## Records supplied
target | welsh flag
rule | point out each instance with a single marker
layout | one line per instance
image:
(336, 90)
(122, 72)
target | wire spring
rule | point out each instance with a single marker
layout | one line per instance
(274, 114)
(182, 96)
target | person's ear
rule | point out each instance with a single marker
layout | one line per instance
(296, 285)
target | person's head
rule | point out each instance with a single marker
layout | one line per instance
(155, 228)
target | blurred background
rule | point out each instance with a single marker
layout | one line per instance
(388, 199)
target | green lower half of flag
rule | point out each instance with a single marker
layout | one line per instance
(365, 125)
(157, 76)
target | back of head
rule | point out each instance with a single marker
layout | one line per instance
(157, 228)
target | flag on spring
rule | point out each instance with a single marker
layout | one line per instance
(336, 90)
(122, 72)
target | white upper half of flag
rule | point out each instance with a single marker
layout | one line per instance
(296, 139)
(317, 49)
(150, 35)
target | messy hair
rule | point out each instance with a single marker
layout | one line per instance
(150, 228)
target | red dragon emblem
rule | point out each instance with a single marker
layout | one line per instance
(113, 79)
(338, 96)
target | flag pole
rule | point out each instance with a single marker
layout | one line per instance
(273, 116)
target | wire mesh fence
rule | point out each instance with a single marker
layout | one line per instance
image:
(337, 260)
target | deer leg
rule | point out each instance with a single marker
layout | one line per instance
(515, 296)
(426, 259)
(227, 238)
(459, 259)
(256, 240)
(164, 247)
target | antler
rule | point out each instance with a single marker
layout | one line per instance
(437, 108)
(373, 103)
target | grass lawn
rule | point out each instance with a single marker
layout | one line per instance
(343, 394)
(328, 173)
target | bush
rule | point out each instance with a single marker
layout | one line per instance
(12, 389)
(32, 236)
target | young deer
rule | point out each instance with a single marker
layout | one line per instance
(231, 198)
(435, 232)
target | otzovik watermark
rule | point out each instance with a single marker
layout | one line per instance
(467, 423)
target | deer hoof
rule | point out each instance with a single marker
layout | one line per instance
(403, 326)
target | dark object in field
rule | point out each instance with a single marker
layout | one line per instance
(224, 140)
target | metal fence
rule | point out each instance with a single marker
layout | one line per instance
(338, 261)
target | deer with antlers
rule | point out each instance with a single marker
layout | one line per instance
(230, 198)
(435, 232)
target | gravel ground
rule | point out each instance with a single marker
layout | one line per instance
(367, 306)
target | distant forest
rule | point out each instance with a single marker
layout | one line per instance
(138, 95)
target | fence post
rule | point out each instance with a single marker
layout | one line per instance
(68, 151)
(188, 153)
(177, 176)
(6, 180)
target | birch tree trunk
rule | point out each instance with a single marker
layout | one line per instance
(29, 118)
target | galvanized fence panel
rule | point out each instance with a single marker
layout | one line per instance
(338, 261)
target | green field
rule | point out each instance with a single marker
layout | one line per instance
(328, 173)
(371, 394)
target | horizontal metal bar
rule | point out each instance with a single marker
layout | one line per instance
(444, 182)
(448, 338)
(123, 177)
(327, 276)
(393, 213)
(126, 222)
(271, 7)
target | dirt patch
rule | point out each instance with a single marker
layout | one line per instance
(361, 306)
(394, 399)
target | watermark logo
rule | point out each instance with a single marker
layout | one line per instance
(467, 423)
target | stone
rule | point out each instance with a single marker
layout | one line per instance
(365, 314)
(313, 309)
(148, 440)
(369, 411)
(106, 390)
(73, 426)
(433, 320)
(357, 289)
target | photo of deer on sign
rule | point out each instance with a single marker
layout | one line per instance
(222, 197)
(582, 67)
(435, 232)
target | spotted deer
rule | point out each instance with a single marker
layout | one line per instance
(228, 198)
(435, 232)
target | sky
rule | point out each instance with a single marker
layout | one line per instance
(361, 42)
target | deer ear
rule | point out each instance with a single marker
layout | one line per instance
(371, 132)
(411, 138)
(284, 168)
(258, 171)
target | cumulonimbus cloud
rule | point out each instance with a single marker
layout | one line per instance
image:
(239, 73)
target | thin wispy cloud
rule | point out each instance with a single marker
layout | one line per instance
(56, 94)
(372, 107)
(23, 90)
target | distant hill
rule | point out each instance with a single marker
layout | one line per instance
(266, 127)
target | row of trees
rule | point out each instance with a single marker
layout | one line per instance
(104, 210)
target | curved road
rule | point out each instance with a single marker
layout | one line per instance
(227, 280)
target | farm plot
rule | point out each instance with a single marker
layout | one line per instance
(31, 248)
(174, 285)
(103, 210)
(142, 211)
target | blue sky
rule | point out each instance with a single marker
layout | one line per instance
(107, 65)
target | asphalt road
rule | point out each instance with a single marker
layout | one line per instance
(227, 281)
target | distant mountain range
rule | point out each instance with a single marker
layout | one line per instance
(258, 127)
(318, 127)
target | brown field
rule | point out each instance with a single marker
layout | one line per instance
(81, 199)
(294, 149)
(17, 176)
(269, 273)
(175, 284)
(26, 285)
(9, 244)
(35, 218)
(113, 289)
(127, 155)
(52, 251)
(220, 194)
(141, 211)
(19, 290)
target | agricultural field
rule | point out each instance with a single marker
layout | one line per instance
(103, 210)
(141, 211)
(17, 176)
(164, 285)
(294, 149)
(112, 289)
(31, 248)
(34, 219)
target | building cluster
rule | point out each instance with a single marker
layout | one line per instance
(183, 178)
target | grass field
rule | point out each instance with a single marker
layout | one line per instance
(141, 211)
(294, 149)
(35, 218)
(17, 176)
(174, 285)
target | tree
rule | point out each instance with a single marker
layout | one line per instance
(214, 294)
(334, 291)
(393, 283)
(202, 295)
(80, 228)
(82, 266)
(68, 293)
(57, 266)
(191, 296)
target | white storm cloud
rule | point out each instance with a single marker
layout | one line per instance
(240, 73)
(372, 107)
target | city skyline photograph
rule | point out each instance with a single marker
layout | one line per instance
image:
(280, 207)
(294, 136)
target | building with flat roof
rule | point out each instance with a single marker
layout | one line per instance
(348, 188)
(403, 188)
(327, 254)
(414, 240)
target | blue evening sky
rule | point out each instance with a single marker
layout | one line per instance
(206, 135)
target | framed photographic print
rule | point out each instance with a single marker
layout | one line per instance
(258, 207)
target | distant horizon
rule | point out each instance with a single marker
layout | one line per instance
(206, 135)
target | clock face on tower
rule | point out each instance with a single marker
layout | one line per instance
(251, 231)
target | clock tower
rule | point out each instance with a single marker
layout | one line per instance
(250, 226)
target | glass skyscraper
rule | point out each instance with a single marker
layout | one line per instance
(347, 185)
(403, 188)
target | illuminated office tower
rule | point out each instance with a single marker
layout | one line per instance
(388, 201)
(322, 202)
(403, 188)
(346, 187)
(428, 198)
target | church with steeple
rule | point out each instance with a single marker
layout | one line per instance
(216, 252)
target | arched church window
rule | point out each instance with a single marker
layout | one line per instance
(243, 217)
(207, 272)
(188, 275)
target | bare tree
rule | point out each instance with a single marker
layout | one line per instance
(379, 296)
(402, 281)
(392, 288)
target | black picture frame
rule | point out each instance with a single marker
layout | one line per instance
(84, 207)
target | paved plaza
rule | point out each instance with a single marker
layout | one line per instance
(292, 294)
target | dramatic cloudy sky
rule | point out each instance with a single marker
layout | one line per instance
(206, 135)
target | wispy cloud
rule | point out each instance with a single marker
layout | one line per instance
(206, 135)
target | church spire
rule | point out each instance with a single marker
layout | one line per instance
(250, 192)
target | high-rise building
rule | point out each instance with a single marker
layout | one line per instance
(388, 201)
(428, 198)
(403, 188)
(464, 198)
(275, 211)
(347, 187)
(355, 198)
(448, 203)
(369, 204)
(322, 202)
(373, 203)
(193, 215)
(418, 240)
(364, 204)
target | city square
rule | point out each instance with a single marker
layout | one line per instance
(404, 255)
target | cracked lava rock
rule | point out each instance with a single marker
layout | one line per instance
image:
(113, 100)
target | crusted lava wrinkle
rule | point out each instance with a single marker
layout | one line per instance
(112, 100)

## Your goal
Starting with the line that contains "target | black picture frame", output every line through the end of the listing above, unchanged.

## Exercise answer
target | black picture frame
rule | point out each instance with a single marker
layout | one line per instance
(84, 207)
target | paved plaza
rule | point out each instance with a single marker
layout | one line per instance
(292, 294)
target | dramatic cloudy sky
rule | point out each instance with a single marker
layout | one line per instance
(206, 135)
target | wispy cloud
rule | point out each instance with a single marker
layout | one line per instance
(206, 135)
target | church spire
rule | point out each instance with a single marker
layout | one line per instance
(250, 192)
target | high-rise building
rule | point out each instance with a single marker
layout | one line per instance
(388, 201)
(428, 198)
(403, 188)
(464, 198)
(275, 211)
(347, 187)
(355, 198)
(448, 203)
(369, 204)
(322, 202)
(373, 203)
(193, 215)
(418, 240)
(364, 204)
target | city square
rule | point out each instance with a single marker
layout | one line per instance
(404, 255)
target | cracked lava rock
rule | point out each instance with a single marker
layout | one line per instance
image:
(113, 100)
target | crusted lava wrinkle
rule | point out each instance with a single marker
layout | one line per instance
(112, 100)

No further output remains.